◆ **PASSAGE GIVEN**:

-- begin --

Fractionally Quantized Pumping

Updated 9 November 2025

Fractionally quantized pumping is the controlled transport of rational fractions of particle attributes per cycle, achieved by partitioning parameter space through discrete symmetries or interaction-driven degeneracies.
Experimental realizations in cold atoms, photonic systems, and nanowires utilize engineered lattice modulation, many-body interactions, and nonadiabatic protocols to manifest fractional responses.
This phenomenon extends traditional Thouless pumping by incorporating fractional Chern numbers and robust topological invariants, offering new avenues in quantum technology and spintronics applications.

Fractionally quantized pumping refers to the transport of well-defined rational fractions of a particle (charge, spin, or soliton) per cycle in a periodically driven quantum system. Unlike the conventional quantized Thouless pump, where the pumped quantity is integer-valued and determined by a topological invariant such as a Chern number, fractionally quantized pumping occurs due to discrete symmetries, degeneracies, or interaction-induced ground-state structure, producing a robust rational fraction of the relevant topological invariant. This phenomenon arises in a variety of systems, including superlattices, cold atomic gases, driven Josephson chains, synthetic dimensions, parafermion zero modes, nonlinear soliton pumps, and ultrafast nonadiabatic protocols near topological phase transitions. The underlying mechanisms typically involve either a division of parameter space (fractionalization by symmetry), many-body ground-state degeneracy (interaction-induced), or engineered non-Abelian band mixing.

1. Topological Foundations and Basic Principles

Quantized charge (or spin) pumping was established by Thouless as the transfer of an integer number $C$ of particles per adiabatic cycle of a periodic parameter, where $C$ is the first Chern number over the $(k,\varphi)$ parameter space: $Q = \frac{1}{2\pi} \int_0^{2\pi} d\varphi \int_{\rm BZ} dk\, \Omega(k,\varphi) = C$ with $\Omega(k,\varphi)$ the Berry curvature of an occupied band. Fractional quantization arises when, for symmetry or topological reasons, the relevant parameter space can be partitioned into $q$ equivalent sectors, producing a quantized fractional pumped charge in $1/q$ of the full period: $Q \left(\frac{\tau}{q}\right) = \frac{C}{q}$ provided the system exhibits the required symmetry—commensurability of lattice and modulation or multi-band/winding degeneracy (Marra et al., 2014). In interacting systems, fractionalization may result from ground-state degeneracy and many-body Berry phases, as in strongly correlated cold gases or nonlinear photonic pumps.

-- end --

◆ **PROBLEMS TO WORK ON**:
A. What is the Spanish translation of this sentence from the fractional pumping text: "Experimental realizations in cold atoms, photonic systems, and nanowires utilize engineered lattice modulation, many-body interactions, and nonadiabatic protocols to manifest fractional responses."?
B. Rewrite the fractional pumping text from "Updated 9 November" up to and including "or interaction-driven degeneracies.", putting "dividing" in place of "partitioning".

Coordinate annotation records:
-- begin --

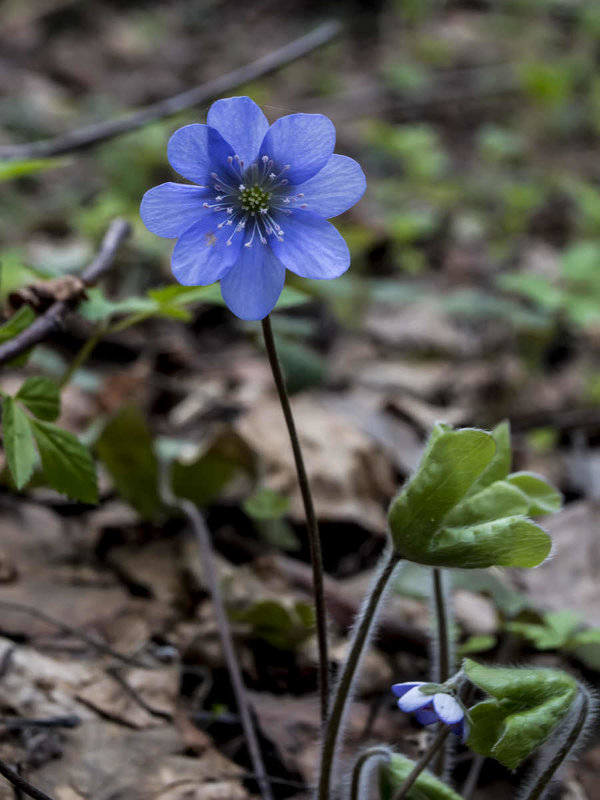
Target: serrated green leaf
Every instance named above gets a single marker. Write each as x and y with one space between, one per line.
499 466
439 520
528 706
126 449
492 503
18 442
20 320
394 772
509 542
68 465
41 396
451 463
543 497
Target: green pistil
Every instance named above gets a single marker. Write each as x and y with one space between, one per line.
253 199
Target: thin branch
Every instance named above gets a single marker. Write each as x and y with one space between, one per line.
94 134
52 319
96 644
21 784
203 539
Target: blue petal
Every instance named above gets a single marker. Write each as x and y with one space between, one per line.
448 709
169 209
413 700
201 256
400 689
461 730
426 716
253 286
241 123
311 246
336 188
197 150
304 141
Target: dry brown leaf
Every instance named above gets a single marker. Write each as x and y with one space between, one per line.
132 699
104 761
351 479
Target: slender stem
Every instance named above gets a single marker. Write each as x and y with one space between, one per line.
443 636
312 524
472 778
443 648
362 629
563 751
437 743
84 352
373 752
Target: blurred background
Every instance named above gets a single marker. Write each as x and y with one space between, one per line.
473 296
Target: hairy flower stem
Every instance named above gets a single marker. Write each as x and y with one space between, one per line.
541 783
357 773
360 636
442 641
437 743
312 524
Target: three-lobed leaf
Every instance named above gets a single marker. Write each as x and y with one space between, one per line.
463 509
526 708
41 396
67 463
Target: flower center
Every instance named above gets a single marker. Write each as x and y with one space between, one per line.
254 198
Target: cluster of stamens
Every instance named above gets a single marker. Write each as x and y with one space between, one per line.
250 203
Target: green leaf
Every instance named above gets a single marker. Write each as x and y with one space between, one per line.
18 169
283 624
452 461
18 442
476 644
463 510
68 465
527 707
41 396
393 773
543 498
18 322
509 542
499 466
126 449
265 504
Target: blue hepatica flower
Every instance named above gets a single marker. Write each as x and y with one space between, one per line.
260 205
430 708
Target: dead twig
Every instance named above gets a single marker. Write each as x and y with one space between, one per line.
20 784
52 319
100 647
17 723
202 536
94 134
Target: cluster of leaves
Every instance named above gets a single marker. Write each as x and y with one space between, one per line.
526 708
463 509
27 419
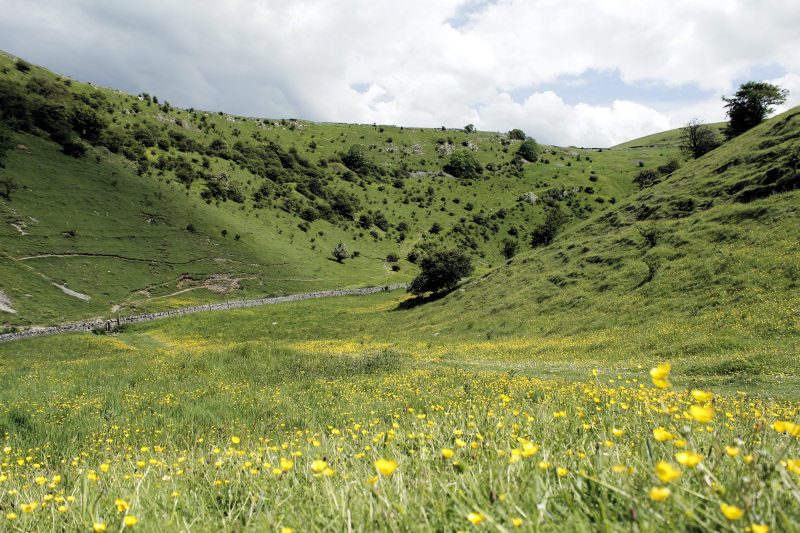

-- end --

◆ **ANSWERS TO THE EXERCISE**:
A. Las realizaciones experimentales en átomos fríos, sistemas fotónicos y nanohilos emplean modulación de red diseñada, interacciones de muchos cuerpos y protocolos no adiabáticos para manifestar respuestas fraccionarias.

B.
Updated 9 November 2025

Fractionally quantized pumping is the controlled transport of rational fractions of particle attributes per cycle, achieved by dividing parameter space through discrete symmetries or interaction-driven degeneracies.